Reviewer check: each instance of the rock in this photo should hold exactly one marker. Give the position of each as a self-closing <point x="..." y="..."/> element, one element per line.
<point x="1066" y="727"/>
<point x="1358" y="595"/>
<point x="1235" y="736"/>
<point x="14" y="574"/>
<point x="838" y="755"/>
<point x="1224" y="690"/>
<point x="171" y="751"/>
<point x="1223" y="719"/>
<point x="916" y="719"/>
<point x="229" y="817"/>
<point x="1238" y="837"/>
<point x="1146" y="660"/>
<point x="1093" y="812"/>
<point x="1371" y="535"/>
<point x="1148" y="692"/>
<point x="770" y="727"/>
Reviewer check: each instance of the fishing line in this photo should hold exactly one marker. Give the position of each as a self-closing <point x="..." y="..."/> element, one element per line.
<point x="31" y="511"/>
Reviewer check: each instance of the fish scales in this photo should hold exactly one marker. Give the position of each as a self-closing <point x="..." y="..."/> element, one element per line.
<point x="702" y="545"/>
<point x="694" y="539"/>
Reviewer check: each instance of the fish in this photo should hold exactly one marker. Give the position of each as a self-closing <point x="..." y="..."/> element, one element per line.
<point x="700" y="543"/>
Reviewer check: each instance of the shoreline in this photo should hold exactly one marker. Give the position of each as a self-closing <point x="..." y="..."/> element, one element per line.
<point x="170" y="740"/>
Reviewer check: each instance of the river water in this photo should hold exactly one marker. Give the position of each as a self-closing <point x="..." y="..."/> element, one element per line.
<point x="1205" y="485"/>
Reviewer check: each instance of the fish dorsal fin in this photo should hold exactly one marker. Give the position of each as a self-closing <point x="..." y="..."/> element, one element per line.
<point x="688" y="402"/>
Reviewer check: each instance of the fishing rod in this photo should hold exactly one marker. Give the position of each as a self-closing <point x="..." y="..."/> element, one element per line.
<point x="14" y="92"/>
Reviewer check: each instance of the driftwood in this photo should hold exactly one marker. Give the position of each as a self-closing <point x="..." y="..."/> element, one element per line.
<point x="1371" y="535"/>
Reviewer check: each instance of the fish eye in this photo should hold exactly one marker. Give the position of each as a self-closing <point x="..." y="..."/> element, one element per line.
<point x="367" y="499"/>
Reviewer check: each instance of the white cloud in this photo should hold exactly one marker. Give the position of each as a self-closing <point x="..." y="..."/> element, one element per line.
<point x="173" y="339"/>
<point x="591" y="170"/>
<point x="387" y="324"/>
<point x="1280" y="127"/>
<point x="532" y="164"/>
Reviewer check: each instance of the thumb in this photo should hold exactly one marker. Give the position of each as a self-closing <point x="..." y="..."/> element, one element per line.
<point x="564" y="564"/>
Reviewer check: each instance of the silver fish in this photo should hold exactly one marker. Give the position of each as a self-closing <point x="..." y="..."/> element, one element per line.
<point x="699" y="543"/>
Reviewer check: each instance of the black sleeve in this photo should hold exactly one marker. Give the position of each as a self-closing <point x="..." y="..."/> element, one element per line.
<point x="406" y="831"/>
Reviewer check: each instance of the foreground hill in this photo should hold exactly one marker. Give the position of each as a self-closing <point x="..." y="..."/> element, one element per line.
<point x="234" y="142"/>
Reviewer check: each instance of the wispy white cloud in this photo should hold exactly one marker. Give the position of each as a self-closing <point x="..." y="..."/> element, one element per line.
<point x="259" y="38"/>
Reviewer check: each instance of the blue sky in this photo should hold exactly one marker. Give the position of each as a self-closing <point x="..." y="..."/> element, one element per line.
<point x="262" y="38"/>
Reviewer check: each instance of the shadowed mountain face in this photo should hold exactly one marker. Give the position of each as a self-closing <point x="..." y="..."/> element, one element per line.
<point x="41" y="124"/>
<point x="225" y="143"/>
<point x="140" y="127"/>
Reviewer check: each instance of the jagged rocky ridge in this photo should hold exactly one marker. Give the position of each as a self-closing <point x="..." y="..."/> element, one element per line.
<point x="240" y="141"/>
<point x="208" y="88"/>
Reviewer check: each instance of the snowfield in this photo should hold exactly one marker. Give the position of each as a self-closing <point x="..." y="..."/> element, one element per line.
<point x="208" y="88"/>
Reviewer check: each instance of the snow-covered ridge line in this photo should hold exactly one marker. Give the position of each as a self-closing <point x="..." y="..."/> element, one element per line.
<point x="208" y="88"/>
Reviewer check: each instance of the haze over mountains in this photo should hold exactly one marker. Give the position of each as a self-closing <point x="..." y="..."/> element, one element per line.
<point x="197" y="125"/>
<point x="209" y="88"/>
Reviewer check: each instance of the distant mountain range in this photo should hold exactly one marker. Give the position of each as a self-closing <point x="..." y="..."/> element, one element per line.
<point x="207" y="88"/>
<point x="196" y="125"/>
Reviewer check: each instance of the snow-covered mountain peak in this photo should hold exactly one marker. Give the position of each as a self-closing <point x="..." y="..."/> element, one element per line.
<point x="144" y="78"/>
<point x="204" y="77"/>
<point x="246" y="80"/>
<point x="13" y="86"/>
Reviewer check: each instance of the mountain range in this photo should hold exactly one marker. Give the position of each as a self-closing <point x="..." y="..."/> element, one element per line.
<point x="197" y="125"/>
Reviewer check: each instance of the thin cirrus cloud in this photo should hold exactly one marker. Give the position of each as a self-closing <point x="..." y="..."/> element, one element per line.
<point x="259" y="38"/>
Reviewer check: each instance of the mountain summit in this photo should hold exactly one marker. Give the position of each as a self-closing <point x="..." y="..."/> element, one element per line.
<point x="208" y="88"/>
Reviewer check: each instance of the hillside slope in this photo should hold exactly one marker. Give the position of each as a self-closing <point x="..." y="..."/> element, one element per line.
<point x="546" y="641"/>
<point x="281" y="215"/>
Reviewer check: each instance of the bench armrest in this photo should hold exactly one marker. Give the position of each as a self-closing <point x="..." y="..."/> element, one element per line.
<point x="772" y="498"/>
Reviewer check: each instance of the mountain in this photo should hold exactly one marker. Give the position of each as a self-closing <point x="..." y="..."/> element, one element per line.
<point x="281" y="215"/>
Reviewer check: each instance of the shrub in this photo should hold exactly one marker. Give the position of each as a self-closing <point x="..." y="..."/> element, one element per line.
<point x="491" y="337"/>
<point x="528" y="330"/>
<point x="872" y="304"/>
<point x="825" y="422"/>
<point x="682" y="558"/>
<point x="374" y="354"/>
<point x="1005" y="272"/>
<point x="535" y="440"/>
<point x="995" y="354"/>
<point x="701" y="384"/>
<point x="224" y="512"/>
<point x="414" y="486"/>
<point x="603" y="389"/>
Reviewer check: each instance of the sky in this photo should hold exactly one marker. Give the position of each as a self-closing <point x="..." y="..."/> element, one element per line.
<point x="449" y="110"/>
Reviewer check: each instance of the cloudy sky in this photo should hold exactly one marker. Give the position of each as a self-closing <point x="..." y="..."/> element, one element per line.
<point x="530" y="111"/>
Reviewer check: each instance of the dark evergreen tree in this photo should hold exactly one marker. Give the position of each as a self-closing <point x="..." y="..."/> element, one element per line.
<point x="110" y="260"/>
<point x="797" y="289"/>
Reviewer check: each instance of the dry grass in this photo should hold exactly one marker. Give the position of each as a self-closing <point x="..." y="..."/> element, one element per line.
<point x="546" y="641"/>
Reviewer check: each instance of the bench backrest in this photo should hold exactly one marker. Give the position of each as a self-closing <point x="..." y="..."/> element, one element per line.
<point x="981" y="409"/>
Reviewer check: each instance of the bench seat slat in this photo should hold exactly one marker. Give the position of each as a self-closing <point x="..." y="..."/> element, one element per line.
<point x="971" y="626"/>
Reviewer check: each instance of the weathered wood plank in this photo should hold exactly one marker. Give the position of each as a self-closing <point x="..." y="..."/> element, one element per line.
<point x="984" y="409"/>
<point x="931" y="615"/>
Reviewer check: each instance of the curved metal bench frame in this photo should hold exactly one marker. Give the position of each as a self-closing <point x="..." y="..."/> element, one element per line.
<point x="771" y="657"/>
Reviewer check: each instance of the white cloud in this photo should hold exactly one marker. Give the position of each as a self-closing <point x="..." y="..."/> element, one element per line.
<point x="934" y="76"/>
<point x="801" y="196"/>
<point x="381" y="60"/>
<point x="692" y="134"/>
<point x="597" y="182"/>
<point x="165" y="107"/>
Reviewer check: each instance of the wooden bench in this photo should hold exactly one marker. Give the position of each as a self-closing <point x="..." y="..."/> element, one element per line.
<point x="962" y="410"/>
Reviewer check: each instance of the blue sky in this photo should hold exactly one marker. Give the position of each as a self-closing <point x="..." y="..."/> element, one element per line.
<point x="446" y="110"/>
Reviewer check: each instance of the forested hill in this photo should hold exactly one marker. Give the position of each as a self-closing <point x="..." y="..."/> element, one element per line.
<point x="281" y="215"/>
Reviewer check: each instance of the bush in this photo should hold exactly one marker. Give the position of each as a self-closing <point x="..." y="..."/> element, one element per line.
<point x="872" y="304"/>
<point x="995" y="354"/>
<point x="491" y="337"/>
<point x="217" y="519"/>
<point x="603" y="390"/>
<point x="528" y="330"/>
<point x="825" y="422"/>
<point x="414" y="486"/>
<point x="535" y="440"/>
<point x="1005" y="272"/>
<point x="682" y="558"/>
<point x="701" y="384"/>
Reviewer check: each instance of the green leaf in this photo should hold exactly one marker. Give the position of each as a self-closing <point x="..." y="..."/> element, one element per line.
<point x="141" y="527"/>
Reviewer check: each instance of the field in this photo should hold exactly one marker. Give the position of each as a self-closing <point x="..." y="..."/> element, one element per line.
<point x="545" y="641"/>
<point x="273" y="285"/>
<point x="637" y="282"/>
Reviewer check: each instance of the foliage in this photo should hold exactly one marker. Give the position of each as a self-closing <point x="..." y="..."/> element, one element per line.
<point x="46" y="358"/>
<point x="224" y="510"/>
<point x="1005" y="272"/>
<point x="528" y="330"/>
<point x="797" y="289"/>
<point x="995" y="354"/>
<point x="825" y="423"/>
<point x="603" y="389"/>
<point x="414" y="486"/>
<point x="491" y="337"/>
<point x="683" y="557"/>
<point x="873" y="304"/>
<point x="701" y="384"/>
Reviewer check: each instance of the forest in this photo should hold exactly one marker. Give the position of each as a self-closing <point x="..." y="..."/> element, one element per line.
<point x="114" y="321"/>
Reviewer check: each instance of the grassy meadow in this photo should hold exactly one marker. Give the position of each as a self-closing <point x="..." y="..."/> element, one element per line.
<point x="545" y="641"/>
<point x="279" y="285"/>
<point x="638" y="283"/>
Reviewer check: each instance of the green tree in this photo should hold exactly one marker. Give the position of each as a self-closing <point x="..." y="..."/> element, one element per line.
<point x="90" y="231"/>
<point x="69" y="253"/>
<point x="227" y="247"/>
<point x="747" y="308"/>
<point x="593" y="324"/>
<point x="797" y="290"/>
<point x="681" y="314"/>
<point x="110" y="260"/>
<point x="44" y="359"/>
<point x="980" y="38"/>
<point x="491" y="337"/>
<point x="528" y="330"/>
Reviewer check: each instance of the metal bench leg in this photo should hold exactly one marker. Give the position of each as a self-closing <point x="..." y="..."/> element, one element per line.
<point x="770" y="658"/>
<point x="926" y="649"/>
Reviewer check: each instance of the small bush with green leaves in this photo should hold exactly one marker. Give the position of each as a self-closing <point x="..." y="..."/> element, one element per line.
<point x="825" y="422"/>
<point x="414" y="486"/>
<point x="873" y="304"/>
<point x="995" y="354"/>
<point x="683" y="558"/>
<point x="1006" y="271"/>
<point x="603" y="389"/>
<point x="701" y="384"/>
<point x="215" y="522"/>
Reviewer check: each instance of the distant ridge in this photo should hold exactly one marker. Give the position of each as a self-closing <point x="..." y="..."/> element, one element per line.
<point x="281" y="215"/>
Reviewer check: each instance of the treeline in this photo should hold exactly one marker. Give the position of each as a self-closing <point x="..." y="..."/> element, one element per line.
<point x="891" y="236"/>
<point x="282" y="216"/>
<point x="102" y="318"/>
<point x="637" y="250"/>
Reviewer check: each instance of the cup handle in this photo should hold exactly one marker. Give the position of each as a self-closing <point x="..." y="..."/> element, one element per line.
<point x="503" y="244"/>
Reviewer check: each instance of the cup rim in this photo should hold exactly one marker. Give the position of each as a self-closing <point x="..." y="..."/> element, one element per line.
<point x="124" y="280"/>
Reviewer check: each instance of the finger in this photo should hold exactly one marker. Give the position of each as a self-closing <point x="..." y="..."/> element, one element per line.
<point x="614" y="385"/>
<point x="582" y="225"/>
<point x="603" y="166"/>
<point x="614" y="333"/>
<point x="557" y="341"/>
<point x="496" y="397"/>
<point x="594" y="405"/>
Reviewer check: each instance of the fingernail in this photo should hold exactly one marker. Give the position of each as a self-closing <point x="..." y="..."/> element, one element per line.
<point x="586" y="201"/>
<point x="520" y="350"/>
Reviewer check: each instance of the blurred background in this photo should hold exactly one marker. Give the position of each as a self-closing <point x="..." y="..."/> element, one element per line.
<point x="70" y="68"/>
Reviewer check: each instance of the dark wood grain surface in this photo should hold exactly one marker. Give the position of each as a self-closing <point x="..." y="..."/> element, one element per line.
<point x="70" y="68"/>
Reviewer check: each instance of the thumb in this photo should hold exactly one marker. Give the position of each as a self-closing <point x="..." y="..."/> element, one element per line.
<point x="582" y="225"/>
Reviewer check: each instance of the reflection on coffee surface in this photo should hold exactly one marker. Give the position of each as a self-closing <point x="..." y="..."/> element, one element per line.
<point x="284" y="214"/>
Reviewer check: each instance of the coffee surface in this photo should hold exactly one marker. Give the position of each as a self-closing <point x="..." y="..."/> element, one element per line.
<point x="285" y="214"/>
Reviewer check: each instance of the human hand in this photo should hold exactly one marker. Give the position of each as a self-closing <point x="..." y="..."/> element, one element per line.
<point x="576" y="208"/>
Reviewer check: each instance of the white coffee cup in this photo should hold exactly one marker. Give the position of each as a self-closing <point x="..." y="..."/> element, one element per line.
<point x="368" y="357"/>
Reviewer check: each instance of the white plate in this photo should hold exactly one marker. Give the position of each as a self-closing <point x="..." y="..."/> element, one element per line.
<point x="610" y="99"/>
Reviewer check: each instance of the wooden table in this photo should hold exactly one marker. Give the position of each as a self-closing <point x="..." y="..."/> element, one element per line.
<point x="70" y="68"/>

- _What you need to do_
Write out exactly the lines from the line holding "Reviewer check: each instance of the white coffee" through the last line of the data, and nothing besides those lines.

- _The completed task_
Reviewer check: each instance of the white coffee cup in this photo should hold exactly one marker. Give the position of each as a self-closing <point x="..." y="..."/> element, one element per line.
<point x="368" y="357"/>
Reviewer check: each instance of the white plate in this photo should hold exactly one marker. Give the position of each as a self-closing <point x="..." y="..."/> element, one element per line.
<point x="610" y="99"/>
Reviewer check: each instance of the wooden table in this photo should hold exactly one marker. Give the position of each as a self-closing <point x="..." y="..."/> element, one element per line.
<point x="70" y="68"/>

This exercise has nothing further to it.